The session was concluded with Ana Lucic's short paper presentation titled: Unsupervised Clustering with Smoothing for Detecting Paratext Boundaries in Scanned Documents. This research explores addressing the problem of separating the main text of a work from its surrounding paratext, a task common to the processing of large collections of scanned text in the Digital Humanities domain. The paratext is often required to be removed in order to avoid the distortion of word counts computation, locating of references, etc. They proposed a method for detecting the paratext based on a smoothed unsupervised clustering technique, and showed that their method improved subsequently text processing post removal of the paratext.

Search Logs Session

This session began the first (best paper nominee) of three full papers presentation from Behrooz Mansouri, Computer Science PhD Student at the Rochester Institute of Technology, titled: Toward math-enabled digital libraries: Characterizing searches for mathematical concepts. The work explores what queries people use to search for mathematical concepts (e.g., "Taylor series") by studying a dataset of 392,586 queries from a two-year query log. Their results show that math search sessions are typically longer and less successful than general search, and their queries are more diverse. They claim these findings could aid in the design of search engines designed for processing mathematical notation.
Next, Maram Barifah, presented a full paper titled: Exploring Usage Patterns of a Large-scale Digital Library in which they proposed a framework for assisting librarians and webmasters explore the usage patterns of Digital Libraries.
Finally, Yasunobu Sumikawa, presented the final full paper of the session titled: Large Scale Analysis of Semantic and Temporal Aspects in Cultural Heritage Collection's Search. In this presentation they reported the results of a study of a 15-month snapshot of query logs of the online portal of the National Library of France to understand the the interest of users and how users find cultural heritage content.

Classification, Discovery and Recommendation Sessions

Following a lunch break, Abel Elekes, presented the first full paper titled: Learning from Few Samples: Lexical Substitution with Word Embeddings for Short Text Classification. To help in the classification of short text, this paper proposes clustering semantically similar terms when training data is scarce to improve the performance of text classification tasks.
Next, Andrew Collins, a researcher at Trinity College Dublin, presented a short paper titled: Document Embeddings vs. Keyphrases vs. Terms for Recommender Systems: A Large‐Scale Online Evaluation. They compared a standard term-based recommendation approach to document embedding and keyphrases - two methods used for related-article recommendation in digital libraries, by applying the algorithms to multiple recommender systems.
Next, Corinna Breitinger, a PhD student at the University of Konstanz, presented her short paper titled: 'Too Late to Collaborate': Challenges to the Discovery of in-Progress Research. She presented the finding from an investigation to understand how how computer science researchers from four disciplines currently identify ongoing research projects within their respective fields. Additionally, she outlined the challenges faced by researchers such as avoiding duplicate research, while protecting the progress of their research for fear of idea plagiarism.
Finally, Norman Meuschke, a PhD candidate at the University of Wuppertal, presented a full paper titled: Improving Academic Plagiarism Detection for STEM Documents by Analyzing Mathematical Content and Citations. He presented their approach for addressing the problem of detecting concealed plagiarism (heavy paraphrasing, translation, etc.) in scholarly text which consists of a two-staged detection that combines similarity assessments of mathematical content, academic citations, and text, as well as similarity measures that consider the order of mathematical features.

============================================================

▶ _TASKS FOR THIS EXERCISE_:
• a. Reproduce the passage of the conference session report that begins at the words "Classification, Discovery and" and stops after the words "multiple recommender systems.".
• b. According to the conference session report, how many queries were in the dataset studied to characterize searches for mathematical concepts?

▶ _SOURCE EXCERPT_:
============================================================

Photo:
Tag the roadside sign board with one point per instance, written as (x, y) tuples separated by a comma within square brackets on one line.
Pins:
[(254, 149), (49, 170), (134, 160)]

============================================================

▶ _SOLUTIONS BY TASK_:
• a.
Classification, Discovery and Recommendation Sessions

Following a lunch break, Abel Elekes, presented the first full paper titled: Learning from Few Samples: Lexical Substitution with Word Embeddings for Short Text Classification. To help in the classification of short text, this paper proposes clustering semantically similar terms when training data is scarce to improve the performance of text classification tasks.
Next, Andrew Collins, a researcher at Trinity College Dublin, presented a short paper titled: Document Embeddings vs. Keyphrases vs. Terms for Recommender Systems: A Large‐Scale Online Evaluation. They compared a standard term-based recommendation approach to document embedding and keyphrases - two methods used for related-article recommendation in digital libraries, by applying the algorithms to multiple recommender systems.

• b. 392,586 queries from a two-year query log.